Take the line that contains "Where can the still" as the first line and the last line of the material below as the final one; reproduce exactly the lines between, inclusive.

Saved entries:
____

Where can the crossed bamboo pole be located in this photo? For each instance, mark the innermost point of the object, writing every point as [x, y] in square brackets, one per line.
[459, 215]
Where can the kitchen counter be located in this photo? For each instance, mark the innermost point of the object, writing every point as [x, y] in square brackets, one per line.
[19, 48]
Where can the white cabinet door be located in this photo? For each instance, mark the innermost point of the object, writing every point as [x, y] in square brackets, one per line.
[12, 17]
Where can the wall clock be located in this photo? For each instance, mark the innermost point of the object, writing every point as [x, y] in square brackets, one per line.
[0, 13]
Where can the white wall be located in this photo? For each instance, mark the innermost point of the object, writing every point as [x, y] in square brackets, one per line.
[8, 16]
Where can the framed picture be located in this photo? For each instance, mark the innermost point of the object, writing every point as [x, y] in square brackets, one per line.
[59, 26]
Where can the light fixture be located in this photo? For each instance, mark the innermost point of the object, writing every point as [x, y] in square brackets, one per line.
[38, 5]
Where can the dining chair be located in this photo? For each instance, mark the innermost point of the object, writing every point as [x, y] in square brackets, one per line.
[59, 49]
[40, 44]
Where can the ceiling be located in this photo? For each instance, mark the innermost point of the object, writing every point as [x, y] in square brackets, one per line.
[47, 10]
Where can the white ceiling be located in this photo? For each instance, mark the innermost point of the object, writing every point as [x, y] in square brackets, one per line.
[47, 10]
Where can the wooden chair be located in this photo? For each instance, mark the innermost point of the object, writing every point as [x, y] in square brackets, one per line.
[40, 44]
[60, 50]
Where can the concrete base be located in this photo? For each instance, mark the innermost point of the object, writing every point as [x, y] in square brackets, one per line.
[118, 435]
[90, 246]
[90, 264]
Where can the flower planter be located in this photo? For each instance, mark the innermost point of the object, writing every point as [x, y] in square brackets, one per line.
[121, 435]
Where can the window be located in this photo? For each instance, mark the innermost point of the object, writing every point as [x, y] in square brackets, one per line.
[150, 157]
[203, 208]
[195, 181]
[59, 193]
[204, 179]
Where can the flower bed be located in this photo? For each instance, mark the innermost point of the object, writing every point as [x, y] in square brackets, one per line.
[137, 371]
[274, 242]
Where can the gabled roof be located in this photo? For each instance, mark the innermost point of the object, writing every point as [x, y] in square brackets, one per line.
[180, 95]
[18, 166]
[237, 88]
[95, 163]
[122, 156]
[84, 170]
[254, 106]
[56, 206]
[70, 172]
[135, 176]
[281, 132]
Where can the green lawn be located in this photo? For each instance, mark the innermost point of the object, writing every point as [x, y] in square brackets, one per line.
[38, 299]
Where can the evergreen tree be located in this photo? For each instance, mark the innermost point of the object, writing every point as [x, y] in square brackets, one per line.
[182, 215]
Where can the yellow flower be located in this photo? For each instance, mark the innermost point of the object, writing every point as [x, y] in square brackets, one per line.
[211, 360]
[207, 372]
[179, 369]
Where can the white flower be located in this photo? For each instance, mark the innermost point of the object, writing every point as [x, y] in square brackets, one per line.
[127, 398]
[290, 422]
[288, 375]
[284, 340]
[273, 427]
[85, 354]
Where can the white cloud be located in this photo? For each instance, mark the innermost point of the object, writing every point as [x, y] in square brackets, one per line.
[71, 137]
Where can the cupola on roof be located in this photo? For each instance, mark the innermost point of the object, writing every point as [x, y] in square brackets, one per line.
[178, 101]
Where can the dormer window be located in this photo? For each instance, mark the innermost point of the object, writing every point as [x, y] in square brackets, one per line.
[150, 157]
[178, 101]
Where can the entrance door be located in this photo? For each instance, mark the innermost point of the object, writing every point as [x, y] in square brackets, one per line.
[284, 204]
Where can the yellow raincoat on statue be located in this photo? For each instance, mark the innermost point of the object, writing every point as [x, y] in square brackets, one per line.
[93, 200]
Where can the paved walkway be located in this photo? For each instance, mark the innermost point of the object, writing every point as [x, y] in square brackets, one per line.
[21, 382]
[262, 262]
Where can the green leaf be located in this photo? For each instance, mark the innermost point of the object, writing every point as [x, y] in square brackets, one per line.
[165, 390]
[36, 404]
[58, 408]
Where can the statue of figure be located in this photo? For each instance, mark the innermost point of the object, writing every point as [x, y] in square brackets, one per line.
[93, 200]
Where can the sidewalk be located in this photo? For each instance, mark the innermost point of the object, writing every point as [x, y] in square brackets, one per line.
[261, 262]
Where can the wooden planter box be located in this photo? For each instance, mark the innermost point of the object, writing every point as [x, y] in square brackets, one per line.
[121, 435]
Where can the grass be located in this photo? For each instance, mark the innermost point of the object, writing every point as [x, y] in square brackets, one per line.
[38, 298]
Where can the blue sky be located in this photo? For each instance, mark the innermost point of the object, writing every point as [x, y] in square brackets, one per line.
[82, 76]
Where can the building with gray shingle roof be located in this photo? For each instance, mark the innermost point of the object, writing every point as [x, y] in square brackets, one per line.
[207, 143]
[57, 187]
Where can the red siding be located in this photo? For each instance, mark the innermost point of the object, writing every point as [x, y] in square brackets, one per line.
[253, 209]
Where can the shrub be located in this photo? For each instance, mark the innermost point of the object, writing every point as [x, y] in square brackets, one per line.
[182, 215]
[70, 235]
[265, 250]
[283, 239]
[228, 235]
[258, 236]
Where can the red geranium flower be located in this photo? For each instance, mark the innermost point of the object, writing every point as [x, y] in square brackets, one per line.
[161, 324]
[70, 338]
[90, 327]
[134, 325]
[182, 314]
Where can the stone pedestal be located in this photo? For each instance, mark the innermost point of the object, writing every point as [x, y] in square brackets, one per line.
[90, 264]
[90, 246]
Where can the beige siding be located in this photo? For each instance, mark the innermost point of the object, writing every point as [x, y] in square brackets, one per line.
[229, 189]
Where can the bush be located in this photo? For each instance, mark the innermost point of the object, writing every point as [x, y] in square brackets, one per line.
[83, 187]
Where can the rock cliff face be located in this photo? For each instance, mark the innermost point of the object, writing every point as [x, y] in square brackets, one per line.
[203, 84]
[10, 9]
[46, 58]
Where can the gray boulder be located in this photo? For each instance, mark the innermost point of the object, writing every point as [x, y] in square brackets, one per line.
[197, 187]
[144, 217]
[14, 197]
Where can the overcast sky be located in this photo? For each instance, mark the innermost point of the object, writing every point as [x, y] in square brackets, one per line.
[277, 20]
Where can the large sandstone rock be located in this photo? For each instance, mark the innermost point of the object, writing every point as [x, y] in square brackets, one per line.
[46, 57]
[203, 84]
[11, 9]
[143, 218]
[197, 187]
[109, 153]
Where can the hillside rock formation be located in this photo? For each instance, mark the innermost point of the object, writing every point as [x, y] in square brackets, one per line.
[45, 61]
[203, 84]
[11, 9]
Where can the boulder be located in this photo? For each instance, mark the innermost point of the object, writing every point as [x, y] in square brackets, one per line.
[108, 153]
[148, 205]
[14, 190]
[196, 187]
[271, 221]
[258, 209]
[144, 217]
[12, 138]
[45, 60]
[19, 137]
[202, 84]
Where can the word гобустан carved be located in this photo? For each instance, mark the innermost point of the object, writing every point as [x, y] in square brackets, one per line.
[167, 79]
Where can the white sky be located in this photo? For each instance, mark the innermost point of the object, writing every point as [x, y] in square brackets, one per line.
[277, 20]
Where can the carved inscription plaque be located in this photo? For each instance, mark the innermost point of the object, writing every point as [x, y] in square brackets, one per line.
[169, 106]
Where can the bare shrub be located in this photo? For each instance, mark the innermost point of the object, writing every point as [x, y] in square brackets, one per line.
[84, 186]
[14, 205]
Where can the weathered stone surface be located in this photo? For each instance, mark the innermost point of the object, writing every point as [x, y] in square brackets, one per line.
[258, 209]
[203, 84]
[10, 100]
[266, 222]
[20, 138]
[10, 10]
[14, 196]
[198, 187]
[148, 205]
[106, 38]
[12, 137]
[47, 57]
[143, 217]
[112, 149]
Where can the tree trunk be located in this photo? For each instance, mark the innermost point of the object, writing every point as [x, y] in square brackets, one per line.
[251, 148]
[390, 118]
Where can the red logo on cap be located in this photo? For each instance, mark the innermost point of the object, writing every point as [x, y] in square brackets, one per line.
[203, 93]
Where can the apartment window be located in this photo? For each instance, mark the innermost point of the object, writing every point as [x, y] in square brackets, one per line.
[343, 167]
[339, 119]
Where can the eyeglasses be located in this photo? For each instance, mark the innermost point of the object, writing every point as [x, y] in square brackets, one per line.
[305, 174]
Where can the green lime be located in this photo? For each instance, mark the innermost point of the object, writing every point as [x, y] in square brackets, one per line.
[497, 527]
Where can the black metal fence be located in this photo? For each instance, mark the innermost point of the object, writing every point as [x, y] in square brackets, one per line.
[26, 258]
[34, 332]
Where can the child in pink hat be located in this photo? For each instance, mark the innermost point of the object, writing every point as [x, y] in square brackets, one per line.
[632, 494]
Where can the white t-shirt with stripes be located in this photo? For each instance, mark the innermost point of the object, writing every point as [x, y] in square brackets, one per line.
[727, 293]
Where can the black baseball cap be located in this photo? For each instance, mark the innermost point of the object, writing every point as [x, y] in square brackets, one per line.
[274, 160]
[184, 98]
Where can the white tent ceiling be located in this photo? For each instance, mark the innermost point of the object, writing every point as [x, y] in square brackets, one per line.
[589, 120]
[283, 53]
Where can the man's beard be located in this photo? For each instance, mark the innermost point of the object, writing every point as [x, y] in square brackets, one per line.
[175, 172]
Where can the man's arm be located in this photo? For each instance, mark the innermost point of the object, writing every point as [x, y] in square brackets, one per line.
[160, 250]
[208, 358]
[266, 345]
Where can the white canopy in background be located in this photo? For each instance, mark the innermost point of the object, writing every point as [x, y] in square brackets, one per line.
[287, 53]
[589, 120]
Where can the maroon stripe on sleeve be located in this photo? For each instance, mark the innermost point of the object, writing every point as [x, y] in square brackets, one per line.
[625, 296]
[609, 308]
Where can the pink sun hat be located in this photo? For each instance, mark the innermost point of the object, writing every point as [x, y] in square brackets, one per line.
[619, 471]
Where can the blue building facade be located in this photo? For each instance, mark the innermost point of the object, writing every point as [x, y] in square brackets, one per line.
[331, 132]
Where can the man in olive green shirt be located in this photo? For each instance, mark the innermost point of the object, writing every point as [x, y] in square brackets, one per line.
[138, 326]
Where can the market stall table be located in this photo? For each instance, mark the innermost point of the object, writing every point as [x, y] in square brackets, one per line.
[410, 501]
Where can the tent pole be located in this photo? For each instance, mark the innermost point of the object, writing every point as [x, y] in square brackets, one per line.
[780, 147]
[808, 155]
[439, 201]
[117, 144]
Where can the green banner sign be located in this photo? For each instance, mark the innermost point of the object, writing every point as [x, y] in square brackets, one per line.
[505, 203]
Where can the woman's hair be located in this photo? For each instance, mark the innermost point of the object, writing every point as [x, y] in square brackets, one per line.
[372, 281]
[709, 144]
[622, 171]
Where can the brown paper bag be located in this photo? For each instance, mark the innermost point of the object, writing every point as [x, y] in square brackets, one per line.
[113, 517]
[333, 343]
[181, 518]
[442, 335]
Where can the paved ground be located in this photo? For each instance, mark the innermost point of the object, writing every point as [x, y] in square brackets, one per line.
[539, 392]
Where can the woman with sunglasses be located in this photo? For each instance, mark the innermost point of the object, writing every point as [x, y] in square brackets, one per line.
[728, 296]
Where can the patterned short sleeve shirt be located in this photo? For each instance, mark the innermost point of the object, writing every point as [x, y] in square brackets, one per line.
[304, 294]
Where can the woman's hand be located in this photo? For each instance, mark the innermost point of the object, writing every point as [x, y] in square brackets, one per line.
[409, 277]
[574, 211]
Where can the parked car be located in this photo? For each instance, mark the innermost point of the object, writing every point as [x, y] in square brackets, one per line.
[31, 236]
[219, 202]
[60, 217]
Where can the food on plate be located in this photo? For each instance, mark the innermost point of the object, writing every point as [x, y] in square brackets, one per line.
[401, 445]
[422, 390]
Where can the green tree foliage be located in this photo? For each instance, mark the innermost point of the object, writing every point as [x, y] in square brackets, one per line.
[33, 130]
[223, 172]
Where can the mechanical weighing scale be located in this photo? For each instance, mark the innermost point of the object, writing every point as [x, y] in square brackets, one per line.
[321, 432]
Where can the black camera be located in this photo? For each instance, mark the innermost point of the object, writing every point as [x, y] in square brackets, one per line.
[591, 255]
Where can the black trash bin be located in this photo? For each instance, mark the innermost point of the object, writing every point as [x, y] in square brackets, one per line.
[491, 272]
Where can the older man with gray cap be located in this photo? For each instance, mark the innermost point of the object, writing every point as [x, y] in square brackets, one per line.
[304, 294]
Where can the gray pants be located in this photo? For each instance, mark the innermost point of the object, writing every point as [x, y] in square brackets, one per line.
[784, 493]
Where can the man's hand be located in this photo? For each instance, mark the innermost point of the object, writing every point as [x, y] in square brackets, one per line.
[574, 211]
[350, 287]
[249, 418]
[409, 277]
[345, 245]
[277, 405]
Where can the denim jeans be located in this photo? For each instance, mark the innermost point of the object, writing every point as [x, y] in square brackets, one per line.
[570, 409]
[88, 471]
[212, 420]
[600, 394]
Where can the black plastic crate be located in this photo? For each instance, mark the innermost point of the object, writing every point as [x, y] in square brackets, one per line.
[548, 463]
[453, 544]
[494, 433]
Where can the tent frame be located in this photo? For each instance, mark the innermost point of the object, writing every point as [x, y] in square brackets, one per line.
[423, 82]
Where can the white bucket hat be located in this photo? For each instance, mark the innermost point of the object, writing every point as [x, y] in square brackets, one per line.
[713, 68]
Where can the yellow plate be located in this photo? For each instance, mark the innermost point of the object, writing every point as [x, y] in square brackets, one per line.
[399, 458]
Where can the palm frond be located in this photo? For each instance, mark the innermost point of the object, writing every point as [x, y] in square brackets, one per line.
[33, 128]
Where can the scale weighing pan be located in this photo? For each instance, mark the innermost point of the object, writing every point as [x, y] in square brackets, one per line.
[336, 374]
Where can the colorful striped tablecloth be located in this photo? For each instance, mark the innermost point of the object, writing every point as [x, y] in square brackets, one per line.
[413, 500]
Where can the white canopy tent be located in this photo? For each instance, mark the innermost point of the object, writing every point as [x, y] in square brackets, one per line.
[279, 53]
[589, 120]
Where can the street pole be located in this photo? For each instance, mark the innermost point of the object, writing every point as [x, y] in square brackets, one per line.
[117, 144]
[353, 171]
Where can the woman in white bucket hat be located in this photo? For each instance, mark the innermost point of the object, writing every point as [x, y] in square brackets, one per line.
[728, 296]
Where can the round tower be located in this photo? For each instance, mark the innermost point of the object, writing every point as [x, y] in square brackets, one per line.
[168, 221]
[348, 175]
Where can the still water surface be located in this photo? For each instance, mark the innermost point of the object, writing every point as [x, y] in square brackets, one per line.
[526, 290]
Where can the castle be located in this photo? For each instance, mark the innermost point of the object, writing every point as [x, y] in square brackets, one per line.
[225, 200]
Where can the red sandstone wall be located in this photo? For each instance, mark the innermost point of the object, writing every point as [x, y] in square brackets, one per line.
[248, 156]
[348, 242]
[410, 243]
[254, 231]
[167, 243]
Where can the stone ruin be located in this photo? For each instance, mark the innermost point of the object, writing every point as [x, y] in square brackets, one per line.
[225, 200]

____

Final result >>
Where can the still water surface be located in this photo? For each instance, mark the innermost point of the object, writing every point as [x, y] in square brackets, one per line.
[526, 290]
Where can the castle be located in this photo? For each instance, mark the innermost point of the object, writing every point as [x, y] in square brackets, one per line.
[225, 200]
Where can the red sandstone wall be located in this photo? For each instance, mark the innermost point of the object, writing every point as [x, y] in square brackets, one per line.
[248, 156]
[348, 242]
[410, 243]
[254, 231]
[167, 243]
Where can the stone ruin be located in this photo? For each instance, mark the innermost point of the object, writing every point as [x, y] in square brackets, one per line.
[225, 200]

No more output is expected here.